-- start of STORED RECORDS --

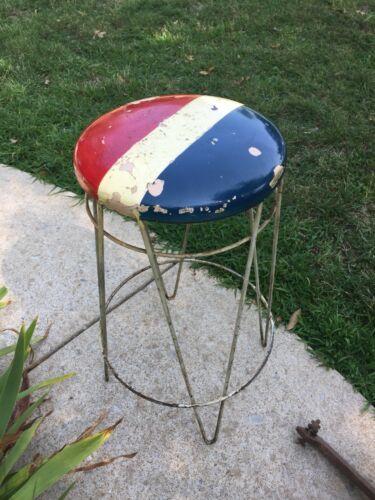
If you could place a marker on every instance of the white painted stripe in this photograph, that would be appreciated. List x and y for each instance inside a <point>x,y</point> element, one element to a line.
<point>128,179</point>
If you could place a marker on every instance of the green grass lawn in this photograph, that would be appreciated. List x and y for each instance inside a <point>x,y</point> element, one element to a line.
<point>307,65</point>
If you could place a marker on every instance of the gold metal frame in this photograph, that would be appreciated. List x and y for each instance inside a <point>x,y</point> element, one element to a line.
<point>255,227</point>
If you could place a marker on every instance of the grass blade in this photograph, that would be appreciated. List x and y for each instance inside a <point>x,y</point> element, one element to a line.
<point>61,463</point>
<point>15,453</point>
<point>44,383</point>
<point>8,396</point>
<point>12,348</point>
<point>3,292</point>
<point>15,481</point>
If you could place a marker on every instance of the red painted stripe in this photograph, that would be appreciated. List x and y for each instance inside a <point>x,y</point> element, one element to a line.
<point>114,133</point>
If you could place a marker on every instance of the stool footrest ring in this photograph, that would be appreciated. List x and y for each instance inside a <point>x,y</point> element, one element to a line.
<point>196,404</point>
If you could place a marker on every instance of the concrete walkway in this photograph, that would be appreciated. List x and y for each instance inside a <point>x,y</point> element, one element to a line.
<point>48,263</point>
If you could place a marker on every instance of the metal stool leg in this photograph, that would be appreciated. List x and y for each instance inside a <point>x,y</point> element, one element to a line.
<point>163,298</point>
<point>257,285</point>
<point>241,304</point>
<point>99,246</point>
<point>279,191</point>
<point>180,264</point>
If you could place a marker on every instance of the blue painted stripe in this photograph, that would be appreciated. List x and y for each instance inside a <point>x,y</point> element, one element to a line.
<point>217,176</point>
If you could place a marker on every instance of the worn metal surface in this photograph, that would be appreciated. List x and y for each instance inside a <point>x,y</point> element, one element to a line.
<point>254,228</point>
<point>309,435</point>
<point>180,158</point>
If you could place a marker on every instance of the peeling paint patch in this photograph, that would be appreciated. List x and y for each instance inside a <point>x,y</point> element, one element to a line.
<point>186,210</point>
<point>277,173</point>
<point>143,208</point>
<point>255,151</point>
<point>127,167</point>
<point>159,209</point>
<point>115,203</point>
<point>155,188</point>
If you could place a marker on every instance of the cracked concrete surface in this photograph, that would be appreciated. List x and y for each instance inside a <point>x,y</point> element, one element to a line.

-- end of STORED RECORDS --
-- start of STORED RECORDS --

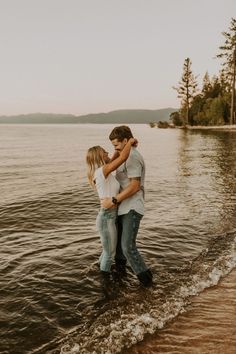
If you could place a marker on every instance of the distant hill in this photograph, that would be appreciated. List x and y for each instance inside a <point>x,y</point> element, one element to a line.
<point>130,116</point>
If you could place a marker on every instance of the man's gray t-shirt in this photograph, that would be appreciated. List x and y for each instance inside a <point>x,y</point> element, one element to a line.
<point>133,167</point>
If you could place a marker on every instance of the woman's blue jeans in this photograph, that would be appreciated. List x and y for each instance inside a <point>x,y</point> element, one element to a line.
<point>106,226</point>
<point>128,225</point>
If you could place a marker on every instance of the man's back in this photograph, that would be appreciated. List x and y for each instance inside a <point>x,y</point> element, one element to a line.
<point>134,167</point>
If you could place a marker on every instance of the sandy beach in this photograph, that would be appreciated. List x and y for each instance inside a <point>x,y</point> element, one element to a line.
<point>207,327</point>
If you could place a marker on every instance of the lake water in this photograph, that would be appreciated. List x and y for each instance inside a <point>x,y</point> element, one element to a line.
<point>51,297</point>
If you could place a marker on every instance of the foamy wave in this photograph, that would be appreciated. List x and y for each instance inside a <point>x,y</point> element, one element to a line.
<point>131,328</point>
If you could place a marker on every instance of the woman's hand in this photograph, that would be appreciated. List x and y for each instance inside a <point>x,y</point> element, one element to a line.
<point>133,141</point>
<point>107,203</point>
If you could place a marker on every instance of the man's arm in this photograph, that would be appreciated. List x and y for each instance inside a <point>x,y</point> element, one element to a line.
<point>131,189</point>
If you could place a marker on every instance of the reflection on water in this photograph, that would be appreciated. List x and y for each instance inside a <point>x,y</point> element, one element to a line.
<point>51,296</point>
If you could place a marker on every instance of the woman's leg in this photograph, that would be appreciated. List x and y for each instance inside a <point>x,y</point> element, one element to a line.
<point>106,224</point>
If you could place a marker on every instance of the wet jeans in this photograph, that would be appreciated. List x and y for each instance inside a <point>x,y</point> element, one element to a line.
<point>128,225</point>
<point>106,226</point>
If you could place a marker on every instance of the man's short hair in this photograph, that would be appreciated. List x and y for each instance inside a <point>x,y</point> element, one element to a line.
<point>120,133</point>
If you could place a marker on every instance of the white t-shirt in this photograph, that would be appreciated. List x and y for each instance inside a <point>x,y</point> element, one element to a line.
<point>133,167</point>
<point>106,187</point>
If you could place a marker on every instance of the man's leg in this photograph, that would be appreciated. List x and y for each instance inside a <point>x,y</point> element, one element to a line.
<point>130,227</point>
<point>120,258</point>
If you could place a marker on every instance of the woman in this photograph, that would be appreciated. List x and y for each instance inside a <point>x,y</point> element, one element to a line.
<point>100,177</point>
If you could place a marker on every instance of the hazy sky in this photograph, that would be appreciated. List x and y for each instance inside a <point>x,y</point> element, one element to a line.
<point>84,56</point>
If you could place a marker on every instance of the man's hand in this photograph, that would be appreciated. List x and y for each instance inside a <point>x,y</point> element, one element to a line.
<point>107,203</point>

-- end of STORED RECORDS --

→ GOAL OF THE EXERCISE: How many lines in the records above contain the word "blue", with case counting? Reply with the number only.

→ RESULT: 2